-------- ENTRIES PROVIDED --------

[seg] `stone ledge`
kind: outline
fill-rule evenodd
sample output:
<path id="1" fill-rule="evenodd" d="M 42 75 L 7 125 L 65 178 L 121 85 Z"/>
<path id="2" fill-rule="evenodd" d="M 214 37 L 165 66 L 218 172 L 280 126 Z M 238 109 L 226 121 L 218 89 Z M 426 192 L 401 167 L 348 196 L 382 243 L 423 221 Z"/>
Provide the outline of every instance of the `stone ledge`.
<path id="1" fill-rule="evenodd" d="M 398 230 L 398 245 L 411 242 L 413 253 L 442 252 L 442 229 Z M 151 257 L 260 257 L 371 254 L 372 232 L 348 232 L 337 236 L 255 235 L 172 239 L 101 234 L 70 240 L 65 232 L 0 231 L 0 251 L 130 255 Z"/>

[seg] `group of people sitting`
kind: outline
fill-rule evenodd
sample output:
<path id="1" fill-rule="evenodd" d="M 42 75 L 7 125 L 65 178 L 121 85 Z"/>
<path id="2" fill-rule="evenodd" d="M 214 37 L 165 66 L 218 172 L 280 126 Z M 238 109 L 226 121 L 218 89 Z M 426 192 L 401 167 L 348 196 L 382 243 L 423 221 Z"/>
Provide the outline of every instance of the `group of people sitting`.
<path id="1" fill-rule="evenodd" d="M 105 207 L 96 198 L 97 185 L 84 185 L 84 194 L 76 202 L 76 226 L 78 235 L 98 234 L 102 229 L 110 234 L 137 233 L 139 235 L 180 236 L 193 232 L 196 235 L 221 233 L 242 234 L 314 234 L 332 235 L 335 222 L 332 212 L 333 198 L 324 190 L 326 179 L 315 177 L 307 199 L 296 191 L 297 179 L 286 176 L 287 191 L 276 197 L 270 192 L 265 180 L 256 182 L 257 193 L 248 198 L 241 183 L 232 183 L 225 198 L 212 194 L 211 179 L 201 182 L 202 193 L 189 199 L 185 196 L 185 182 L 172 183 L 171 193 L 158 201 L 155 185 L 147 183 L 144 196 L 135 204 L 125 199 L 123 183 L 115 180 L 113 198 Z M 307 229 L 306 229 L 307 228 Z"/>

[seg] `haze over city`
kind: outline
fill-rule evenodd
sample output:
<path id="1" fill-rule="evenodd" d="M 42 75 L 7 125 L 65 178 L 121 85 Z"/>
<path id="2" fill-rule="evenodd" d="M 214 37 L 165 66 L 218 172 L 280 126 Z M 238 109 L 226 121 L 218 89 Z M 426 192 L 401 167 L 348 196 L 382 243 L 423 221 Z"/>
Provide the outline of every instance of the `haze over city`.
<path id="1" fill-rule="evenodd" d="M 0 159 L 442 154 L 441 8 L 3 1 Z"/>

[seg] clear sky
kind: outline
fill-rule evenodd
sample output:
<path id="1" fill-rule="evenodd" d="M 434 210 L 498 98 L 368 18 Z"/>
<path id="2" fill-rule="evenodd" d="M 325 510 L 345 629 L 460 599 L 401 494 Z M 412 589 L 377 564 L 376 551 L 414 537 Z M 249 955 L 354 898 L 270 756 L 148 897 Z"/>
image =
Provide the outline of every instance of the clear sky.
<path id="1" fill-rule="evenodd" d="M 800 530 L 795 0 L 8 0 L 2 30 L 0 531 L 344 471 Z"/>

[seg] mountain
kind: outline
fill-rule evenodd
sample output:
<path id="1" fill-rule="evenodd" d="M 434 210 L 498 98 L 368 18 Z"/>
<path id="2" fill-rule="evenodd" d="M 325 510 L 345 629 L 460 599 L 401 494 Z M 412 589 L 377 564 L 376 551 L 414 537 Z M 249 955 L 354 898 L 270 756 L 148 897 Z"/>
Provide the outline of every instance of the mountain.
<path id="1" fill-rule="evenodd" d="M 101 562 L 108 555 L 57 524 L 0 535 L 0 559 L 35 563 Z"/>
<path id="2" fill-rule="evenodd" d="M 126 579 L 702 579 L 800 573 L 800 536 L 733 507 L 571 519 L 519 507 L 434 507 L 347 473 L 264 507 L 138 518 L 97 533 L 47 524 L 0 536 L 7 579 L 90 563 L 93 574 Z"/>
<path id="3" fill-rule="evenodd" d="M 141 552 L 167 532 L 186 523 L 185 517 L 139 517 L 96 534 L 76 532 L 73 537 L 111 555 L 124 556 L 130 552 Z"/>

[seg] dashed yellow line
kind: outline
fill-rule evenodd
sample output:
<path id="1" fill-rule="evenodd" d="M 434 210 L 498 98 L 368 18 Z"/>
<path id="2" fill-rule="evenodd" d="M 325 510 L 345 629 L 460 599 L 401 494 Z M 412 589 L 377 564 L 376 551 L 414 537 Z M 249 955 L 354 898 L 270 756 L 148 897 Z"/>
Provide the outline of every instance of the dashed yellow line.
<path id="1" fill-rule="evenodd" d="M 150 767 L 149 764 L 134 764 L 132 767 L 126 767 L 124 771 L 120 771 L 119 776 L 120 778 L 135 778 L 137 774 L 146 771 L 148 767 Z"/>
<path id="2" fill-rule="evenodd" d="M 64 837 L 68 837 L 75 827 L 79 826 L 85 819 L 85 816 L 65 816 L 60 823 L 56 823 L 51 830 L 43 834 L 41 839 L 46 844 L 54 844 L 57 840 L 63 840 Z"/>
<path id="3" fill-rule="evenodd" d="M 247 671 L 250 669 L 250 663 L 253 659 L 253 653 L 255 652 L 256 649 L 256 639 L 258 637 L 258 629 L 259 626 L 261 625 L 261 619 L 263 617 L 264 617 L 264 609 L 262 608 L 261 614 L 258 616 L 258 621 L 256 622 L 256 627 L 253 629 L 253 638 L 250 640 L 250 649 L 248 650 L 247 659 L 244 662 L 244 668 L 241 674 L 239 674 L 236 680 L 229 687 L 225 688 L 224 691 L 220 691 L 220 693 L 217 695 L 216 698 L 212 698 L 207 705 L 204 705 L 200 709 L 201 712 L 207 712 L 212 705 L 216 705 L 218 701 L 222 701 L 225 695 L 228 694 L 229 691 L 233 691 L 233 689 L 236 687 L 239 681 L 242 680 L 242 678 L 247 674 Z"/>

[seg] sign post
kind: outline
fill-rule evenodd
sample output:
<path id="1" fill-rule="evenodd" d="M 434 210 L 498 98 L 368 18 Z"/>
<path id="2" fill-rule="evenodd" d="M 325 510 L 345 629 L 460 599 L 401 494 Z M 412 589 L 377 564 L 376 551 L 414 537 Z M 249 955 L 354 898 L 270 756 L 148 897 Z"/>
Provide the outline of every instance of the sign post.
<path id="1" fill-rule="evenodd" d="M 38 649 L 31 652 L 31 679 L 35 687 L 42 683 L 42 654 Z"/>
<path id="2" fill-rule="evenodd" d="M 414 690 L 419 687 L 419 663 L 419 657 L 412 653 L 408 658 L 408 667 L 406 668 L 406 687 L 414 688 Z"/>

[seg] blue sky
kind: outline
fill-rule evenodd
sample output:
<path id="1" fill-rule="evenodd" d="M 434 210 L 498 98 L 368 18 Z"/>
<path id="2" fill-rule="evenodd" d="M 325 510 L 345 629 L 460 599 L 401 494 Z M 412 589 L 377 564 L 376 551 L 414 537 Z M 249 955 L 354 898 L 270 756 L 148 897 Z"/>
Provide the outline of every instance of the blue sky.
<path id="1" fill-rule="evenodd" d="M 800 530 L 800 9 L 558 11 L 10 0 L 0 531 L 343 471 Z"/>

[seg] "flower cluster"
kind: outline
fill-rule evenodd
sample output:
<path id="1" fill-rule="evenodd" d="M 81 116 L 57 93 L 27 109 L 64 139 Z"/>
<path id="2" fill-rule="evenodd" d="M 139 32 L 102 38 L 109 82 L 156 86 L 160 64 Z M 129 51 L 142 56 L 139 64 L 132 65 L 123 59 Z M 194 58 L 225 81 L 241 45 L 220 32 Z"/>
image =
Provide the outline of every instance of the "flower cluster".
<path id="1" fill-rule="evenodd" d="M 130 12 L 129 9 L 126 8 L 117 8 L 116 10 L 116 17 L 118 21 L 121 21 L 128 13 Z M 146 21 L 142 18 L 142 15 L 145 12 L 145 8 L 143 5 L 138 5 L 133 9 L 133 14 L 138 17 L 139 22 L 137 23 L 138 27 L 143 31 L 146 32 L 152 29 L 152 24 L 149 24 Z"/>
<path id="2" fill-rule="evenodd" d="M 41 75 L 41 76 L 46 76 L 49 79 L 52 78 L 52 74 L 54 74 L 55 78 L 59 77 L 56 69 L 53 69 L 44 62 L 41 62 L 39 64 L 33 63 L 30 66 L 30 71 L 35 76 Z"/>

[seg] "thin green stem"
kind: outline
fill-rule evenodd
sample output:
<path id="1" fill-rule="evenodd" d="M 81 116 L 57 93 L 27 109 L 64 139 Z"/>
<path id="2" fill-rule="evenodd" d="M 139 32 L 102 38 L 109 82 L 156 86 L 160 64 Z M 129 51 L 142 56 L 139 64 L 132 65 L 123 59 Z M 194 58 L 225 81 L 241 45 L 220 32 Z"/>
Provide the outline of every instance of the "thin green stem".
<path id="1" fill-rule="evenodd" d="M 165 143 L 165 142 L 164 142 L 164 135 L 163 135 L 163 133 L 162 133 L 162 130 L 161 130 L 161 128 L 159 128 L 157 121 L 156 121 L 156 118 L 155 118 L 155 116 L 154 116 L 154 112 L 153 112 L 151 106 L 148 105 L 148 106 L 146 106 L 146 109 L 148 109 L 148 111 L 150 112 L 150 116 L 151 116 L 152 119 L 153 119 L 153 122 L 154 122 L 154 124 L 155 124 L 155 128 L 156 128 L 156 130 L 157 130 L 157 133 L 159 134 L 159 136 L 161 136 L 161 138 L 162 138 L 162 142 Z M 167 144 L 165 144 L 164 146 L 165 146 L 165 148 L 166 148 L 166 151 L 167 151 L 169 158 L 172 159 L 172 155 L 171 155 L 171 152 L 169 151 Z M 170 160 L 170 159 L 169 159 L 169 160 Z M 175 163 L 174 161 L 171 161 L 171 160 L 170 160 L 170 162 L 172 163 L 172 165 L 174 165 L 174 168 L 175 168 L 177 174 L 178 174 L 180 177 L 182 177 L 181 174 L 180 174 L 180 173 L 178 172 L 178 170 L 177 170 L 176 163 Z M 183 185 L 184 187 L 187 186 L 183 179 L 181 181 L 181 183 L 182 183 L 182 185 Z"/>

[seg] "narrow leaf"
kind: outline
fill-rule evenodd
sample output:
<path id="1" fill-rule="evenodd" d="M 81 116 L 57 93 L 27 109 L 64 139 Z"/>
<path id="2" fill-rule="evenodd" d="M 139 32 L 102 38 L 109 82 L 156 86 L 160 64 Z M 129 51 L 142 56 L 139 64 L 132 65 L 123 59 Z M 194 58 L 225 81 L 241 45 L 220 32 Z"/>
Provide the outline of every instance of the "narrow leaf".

--------

# PROBLEM DESCRIPTION:
Please render the material as a Markdown table with the columns No. and Text, beginning with the line that contains "[seg] clear sky" and continuing through the line that contains "800 530 L 795". Number each row under No., put the line under Text, and leave out any blank lines.

# REPLY TO THE TASK:
| No. | Text |
|---|---|
| 1 | [seg] clear sky |
| 2 | kind: outline |
| 3 | fill-rule evenodd |
| 4 | sample output: |
| 5 | <path id="1" fill-rule="evenodd" d="M 434 210 L 498 98 L 368 18 Z"/> |
| 6 | <path id="2" fill-rule="evenodd" d="M 325 510 L 345 629 L 460 599 L 401 494 Z M 412 589 L 377 564 L 376 551 L 414 537 Z M 249 955 L 354 898 L 270 756 L 148 897 Z"/> |
| 7 | image = |
| 8 | Provide the outline of every instance of the clear sky. |
| 9 | <path id="1" fill-rule="evenodd" d="M 800 530 L 795 0 L 8 0 L 2 30 L 0 531 L 344 471 Z"/> |